(Boundary annotation records)
►

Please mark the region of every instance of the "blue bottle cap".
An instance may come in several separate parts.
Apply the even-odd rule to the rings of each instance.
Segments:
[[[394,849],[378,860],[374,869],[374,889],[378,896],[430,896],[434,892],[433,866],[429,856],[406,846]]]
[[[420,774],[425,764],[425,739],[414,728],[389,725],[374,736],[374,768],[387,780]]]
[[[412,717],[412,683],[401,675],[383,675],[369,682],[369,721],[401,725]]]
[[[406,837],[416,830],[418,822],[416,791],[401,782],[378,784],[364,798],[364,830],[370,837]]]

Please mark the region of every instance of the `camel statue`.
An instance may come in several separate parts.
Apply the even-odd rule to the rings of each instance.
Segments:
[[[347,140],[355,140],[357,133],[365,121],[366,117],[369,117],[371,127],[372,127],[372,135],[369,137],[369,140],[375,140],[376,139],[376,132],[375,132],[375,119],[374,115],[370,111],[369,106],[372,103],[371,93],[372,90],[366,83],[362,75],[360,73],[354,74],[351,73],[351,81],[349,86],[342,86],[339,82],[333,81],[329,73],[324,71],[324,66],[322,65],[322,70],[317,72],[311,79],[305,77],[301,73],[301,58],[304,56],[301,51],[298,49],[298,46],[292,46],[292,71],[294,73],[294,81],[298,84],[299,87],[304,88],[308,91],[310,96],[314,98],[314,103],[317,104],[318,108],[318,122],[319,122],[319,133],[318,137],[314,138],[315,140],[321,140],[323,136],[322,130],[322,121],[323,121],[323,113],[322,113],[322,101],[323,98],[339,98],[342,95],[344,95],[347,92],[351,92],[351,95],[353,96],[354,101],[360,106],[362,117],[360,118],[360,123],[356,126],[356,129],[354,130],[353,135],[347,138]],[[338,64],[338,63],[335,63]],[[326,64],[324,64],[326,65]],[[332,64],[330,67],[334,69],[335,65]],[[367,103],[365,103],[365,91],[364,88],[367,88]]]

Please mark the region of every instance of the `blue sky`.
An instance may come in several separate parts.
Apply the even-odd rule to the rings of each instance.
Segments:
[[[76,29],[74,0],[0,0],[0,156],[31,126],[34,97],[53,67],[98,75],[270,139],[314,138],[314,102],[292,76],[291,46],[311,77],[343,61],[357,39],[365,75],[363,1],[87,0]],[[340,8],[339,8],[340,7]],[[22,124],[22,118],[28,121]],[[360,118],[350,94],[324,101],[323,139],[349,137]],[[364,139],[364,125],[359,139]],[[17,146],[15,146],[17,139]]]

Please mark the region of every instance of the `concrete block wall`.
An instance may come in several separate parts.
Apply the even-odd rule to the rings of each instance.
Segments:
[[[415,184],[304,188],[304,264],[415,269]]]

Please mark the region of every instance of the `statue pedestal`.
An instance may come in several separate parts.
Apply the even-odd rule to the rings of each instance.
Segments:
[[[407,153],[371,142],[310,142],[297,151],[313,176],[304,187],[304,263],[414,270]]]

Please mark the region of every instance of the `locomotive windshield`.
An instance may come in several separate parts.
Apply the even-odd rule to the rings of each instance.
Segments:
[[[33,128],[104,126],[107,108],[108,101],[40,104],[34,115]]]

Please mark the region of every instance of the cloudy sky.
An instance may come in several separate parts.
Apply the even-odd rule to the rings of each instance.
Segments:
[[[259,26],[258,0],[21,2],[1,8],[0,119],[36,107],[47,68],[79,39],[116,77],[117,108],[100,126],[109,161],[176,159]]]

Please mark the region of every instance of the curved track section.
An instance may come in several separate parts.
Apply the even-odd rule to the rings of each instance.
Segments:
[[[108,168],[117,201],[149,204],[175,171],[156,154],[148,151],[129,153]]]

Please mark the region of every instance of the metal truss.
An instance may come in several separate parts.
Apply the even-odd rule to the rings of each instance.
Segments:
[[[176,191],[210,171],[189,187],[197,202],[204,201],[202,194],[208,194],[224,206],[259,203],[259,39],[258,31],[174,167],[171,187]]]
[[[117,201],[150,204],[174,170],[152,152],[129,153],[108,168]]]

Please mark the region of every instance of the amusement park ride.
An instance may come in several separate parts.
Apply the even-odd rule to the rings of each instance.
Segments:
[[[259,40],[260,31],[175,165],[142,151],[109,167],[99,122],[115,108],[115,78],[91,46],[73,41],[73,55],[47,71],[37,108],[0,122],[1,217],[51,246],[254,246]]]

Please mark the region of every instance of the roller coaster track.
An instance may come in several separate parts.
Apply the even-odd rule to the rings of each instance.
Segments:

◄

[Instruction]: Copy the items word for word, starting at the line containing "Please mark the region of every instance of the cloudy" and continuing through the last line of the items.

[The answer]:
Please mark the region of every instance of the cloudy sky.
An instance may come in several separate parts.
Apply the even-odd rule to the rings of each instance.
Segments:
[[[259,26],[258,0],[21,2],[1,8],[0,119],[36,107],[47,68],[79,39],[116,77],[117,108],[100,126],[109,161],[176,159]]]

Please mark the region of every instance of the curved track section.
An instance may come in several separate parts.
Apply the even-odd rule to the rings of each instance.
Segments:
[[[108,168],[117,201],[149,204],[175,171],[156,154],[148,151],[129,153]]]

Please mark the region of every instance of the metal truss.
An instance may come in several separate parts.
Apply the even-odd rule to the rings of each instance.
Segments:
[[[176,191],[210,171],[189,187],[197,202],[204,201],[202,194],[208,194],[224,206],[259,203],[259,39],[258,31],[174,167],[171,187]]]
[[[117,201],[150,204],[174,170],[152,152],[129,153],[108,168]]]

Please mark the region of every instance of the amusement park ride.
An instance may come in several separate parts.
Apply the even-odd rule to the rings of each instance.
Segments:
[[[259,40],[260,31],[175,165],[142,151],[109,167],[99,122],[115,108],[115,78],[91,46],[73,41],[73,55],[47,71],[37,108],[0,122],[1,217],[51,246],[254,246]]]

Please mark the region of every instance of the roller coaster track.
An instance may come in several separate parts.
Apply the even-odd rule to the rings of each instance.
Segments:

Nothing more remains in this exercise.